* **TASK BRIEF**: Copy each of the lines below word for word, in the same order.
begin
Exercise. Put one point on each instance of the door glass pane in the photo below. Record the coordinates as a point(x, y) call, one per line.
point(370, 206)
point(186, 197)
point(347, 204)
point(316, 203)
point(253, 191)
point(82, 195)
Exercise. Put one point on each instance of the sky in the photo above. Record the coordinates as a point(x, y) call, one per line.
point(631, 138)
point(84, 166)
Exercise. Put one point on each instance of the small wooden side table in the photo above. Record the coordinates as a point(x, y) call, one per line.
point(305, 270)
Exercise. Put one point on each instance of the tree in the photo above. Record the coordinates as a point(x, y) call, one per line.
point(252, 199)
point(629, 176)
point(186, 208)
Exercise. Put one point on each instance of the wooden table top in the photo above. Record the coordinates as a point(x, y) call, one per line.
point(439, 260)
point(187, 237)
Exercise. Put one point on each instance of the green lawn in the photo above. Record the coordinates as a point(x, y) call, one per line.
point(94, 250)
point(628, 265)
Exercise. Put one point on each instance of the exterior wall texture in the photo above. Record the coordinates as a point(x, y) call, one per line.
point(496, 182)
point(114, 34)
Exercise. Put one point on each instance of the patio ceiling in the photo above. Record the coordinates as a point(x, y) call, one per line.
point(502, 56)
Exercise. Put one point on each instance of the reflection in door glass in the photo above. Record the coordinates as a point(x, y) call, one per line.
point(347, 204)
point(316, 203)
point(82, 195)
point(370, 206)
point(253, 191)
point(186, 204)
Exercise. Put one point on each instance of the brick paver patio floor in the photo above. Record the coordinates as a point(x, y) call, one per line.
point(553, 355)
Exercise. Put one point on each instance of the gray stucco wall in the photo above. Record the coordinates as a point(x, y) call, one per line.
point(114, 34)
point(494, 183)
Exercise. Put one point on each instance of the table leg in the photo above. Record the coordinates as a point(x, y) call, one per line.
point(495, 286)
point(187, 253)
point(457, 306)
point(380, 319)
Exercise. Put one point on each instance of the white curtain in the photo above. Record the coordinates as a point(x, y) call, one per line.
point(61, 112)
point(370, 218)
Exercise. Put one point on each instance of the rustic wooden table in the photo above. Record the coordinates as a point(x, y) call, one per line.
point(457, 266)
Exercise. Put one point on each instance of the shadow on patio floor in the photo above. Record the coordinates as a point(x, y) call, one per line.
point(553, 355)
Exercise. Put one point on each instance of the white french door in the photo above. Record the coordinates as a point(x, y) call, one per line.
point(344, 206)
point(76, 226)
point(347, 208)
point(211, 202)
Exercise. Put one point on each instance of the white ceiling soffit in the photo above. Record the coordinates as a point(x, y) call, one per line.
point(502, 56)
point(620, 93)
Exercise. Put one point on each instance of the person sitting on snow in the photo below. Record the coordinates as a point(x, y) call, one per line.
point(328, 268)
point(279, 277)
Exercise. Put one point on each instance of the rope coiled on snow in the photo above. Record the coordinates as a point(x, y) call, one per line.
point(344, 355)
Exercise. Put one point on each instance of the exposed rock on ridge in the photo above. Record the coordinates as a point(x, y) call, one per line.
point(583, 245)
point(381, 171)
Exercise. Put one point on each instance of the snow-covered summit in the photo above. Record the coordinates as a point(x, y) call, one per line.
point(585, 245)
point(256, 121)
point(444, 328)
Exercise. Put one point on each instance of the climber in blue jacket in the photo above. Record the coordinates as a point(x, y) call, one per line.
end
* **COMPLETED TASK**:
Exercise. Put one point on each instance of the door glass pane in the photo below. Record the coordinates as a point(x, y) call, one per line.
point(370, 206)
point(186, 197)
point(347, 204)
point(316, 203)
point(253, 191)
point(82, 195)
Exercise. Put one point on each instance of the sky in the photo above. Record the coordinates as a point(x, y) call, one per line.
point(631, 138)
point(84, 166)
Exercise. Put one point on each instance of the small wooden side table in the photo above. Record the coordinates as a point(x, y) call, one per line.
point(305, 270)
Exercise. Put one point on each instance of the tree in the photo above. Record the coordinates as a point(x, y) call, one per line.
point(252, 199)
point(629, 176)
point(186, 208)
Exercise. Put one point on each instance of the wooden table top in the photo above. Record the coordinates as a point(x, y) call, one per line.
point(439, 260)
point(187, 237)
Exercise. Put one point on each instance of the green lawn in the photo above. Record the coordinates as a point(x, y) call, one per line.
point(94, 250)
point(628, 265)
Exercise. Put one point on each instance of the exterior wall texture in the photo above. Record the coordinates as a point(x, y) call, one per line.
point(496, 182)
point(114, 34)
Exercise. Put one point on each instance of the patio ceiling in the photo above. Record the coordinates as a point(x, y) call, one per line.
point(502, 56)
Exercise. Put one point on each instance of the reflection in door glass in the photo above. Record the coordinates as a point(x, y) call, one per line.
point(347, 204)
point(316, 203)
point(82, 195)
point(370, 206)
point(253, 191)
point(186, 204)
Exercise. Put one point on each instance of the brick paver patio floor in the photo above. Record the coordinates as a point(x, y) call, one per line.
point(553, 355)
Exercise. Put one point on each instance of the gray stucco wall in the photo above. Record the coordinates as a point(x, y) call, one per line.
point(114, 34)
point(494, 183)
Exercise. Put one point on each instance of the table leg in the photo above. Record the coordinates as a point(x, y) call, one per line.
point(495, 286)
point(187, 253)
point(457, 306)
point(380, 319)
Exercise. Put one point on each instance of the white curtain in the photo above. Record the coordinates as a point(x, y) call, one per line.
point(61, 112)
point(370, 218)
Exercise. Put one point on each instance of the rustic wooden table in the photo above. Record the coordinates as a point(x, y) call, one per line.
point(457, 266)
Exercise. Put one point on each instance of the shadow on patio floor in the photo above. Record the coordinates as a point(x, y) call, one per line.
point(553, 355)
Exercise. Put one point on each instance of the white french door in the photo above. Record the coordinates as a point(x, y) call, one per line.
point(344, 206)
point(76, 226)
point(347, 208)
point(211, 202)
Exercise. Put one point on each instance of the white ceiling soffit in the photo above. Record the coordinates as a point(x, y) call, one per line.
point(502, 56)
point(620, 93)
Exercise. Put one point on each instance of the person sitting on snow in the photo below. Record the coordinates as a point(x, y) call, one per line.
point(328, 268)
point(279, 277)
Exercise. Put one point on each instance of the rope coiled on snow in the photo above. Record the coordinates as a point(x, y) call, one per line.
point(344, 355)
Exercise. Put one point on each instance of the exposed rock on ridge in the photo above. Record the coordinates as a point(x, y) call, one per line.
point(583, 245)
point(381, 171)
Exercise. Put one point on each instance of the snow-covered summit in the photo above. Record the coordinates as a point(x, y) call, one per line.
point(585, 245)
point(256, 121)
point(444, 328)
Exercise. Put one point on each instance of the climber in blue jacket in the photo above. Record the coordinates as a point(x, y) call, one per line.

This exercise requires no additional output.